__EXTRAIT DU DOCUMENT__:

Cette mise en garde m’apparaît effectivement des plus judicieuses si l’on songe à la somme d’âneries et/ou d’infox alignés en si peu de lignes.
La thèse de l’article est, en effet, d’un simplisme absolu : Israël ne serait rien d’autre qu’un Etat colonial et ce, depuis non pas 1967 mais … 1948, date de sa création ! A le lire, un « triple malentendu » expliquerait la naissance de cet Etat incongru. Le premier, « la Grande Bretagne régnant sur la Palestine saisit l’occasion de la réparation consécutive à l’Holocauste pour remplir ses engagements vis-à-vis du Conseil Juif Mondial de créer un Etat pour les Juifs. Ce projet reçoit le soutien inconditionnel de tous les Etats coloniaux qui formaient à l’époque la majorité au sein de l’A.G. des Nations Unies ». Le deuxième, « Israël s’est construit en vendant sa propre politique sécuritaire comme essentielle à la sécurité des Occidentaux en s’alignant sur leur propre vision coloniale du Proche-Orient, du monde arabe et des Pays du Golfe ». Le troisième, « Israël, en faisant du sionisme l’unique projet fédérateur pour la communauté juive, s’engageait dans un processus qui dès le départ était en contradiction avec l’ensemble du corpus juridique autorisant sa création dans des frontières mal définies »

__TRAVAIL DEMANDÉ__:
[A] Résumez en deux phrases l'extrait critiquant l'article sur Israël.
[B] Dans l'extrait critiquant l'article sur Israël, transformez en liste le paragraphe qui commence par « La thèse de l'article est », en gardant ses faits principaux.
[C] Poursuivez l'extrait critiquant l'article sur Israël, en reprenant juste après la citation du troisième malentendu.
La liste qui suit n'a aucun rôle dans ce travail.

__DONNÉES FOURNIES__:
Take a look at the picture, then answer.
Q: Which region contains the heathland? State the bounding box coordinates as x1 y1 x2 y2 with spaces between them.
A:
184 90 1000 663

__RÉPONSES AUX EXERCICES__:
[A] L'auteur juge la mise en garde judicieuse au vu des âneries et infox de l'article, dont il trouve la thèse d'un simplisme absolu : Israël serait un État colonial depuis sa création en 1948. Selon l'article, un « triple malentendu » expliquerait cette naissance : l'engagement britannique soutenu par les États coloniaux de l'ONU, une politique sécuritaire israélienne présentée comme essentielle à la sécurité des Occidentaux, et un sionisme en contradiction avec le corpus juridique ayant autorisé sa création.

[B]
- Thèse de l'article, jugée d'un simplisme absolu : Israël est un État colonial depuis sa création en 1948, et non depuis 1967.
- Cette naissance s'expliquerait, selon l'article, par un « triple malentendu » :
  - La Grande-Bretagne, qui régnait sur la Palestine, aurait profité de la réparation consécutive à l'Holocauste pour tenir ses engagements envers le Conseil Juif Mondial, avec le soutien des États coloniaux alors majoritaires à l'Assemblée générale de l'ONU.
  - Israël se serait construit en présentant sa politique sécuritaire comme essentielle à la sécurité des Occidentaux, en s'alignant sur leur vision coloniale de la région.
  - En faisant du sionisme l'unique projet fédérateur de la communauté juive, Israël serait entré en contradiction avec le corpus juridique ayant autorisé sa création dans des frontières mal définies.

[C]
Quel salmigondis ! Et notre homme d’évoquer « la politique de terreur de la Haganah » (sic) et, bien évidemment l’actuelle politique israélienne de nettoyage ethnique (sic) que « certains juristes apparentent au crime de génocide ». Ben voyons ! Logiquement, Galand en appelle donc à la disparition de cet « Etat voyou … non souhaité mais imposé par la force brutale avec le soutien sans failles de l’Occident » (re-sic). Autant d’erreurs et/ou de mensonges tient de l’exploit. La vérité historique est bien différente.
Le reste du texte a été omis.